Which lines hold the word "green"? Copy each of them from the material.

--- START ---

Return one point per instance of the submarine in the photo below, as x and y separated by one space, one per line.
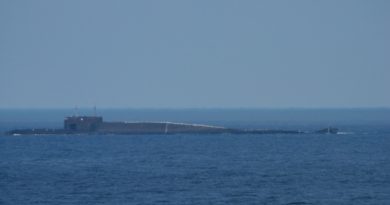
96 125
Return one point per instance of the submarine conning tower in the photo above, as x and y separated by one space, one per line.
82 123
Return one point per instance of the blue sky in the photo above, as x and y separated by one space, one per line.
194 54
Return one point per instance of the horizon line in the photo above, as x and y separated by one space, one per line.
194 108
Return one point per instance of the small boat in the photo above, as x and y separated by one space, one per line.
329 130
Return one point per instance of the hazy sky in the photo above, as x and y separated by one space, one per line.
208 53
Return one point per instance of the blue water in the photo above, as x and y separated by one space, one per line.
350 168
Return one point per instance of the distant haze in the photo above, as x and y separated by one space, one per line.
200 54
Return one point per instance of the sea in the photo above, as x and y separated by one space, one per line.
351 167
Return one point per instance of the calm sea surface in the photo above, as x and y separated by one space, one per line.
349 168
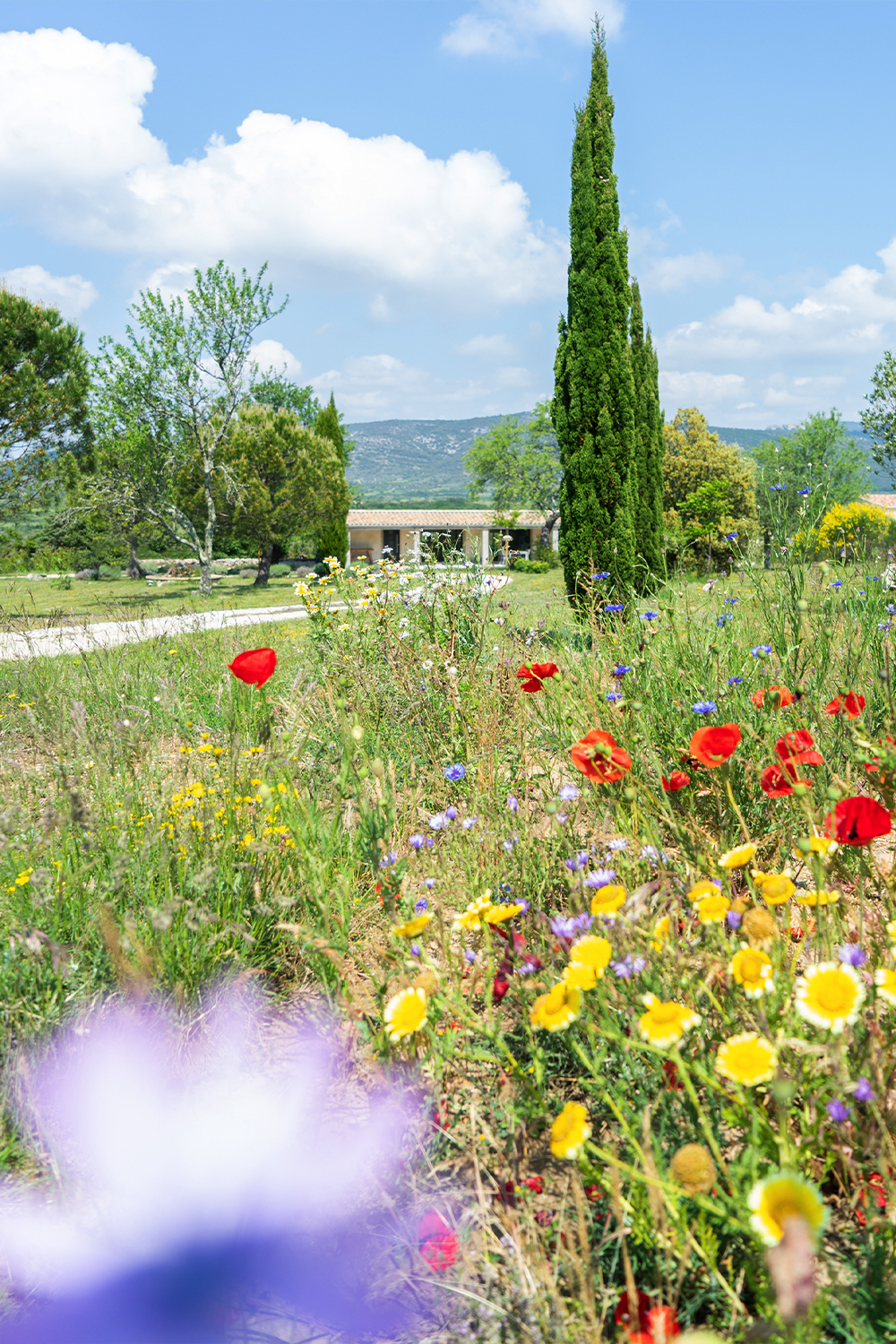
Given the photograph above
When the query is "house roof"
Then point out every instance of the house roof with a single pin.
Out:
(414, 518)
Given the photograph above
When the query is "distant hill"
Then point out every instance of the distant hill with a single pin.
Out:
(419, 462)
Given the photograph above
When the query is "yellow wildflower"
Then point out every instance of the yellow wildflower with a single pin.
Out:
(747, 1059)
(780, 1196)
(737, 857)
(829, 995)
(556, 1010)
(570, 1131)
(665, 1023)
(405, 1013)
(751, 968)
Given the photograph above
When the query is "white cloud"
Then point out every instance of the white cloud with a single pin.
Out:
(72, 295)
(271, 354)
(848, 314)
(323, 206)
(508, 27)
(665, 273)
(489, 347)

--- END ---
--- START ---

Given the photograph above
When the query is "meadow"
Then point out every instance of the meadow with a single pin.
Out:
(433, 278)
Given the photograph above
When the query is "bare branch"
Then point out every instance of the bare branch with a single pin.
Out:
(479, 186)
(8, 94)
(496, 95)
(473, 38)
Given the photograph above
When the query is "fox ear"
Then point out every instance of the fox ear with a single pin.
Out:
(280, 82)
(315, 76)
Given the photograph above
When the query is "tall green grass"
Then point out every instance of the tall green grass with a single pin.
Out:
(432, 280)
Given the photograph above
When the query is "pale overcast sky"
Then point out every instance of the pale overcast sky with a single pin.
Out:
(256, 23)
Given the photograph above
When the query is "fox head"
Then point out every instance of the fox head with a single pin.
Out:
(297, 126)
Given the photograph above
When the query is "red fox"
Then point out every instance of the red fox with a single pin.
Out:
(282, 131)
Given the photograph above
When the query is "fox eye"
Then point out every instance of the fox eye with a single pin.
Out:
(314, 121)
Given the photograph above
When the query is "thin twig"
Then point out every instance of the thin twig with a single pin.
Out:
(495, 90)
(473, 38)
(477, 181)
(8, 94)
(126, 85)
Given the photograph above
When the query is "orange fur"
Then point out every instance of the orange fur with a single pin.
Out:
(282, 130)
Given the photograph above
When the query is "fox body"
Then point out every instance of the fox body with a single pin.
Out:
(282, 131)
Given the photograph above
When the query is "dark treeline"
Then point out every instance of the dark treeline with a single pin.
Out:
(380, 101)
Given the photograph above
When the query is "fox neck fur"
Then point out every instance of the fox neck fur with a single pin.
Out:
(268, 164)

--- END ---

> Completed exercise
When the query is "tall green grass"
Then point out every instance of the tall green grass with a single pin.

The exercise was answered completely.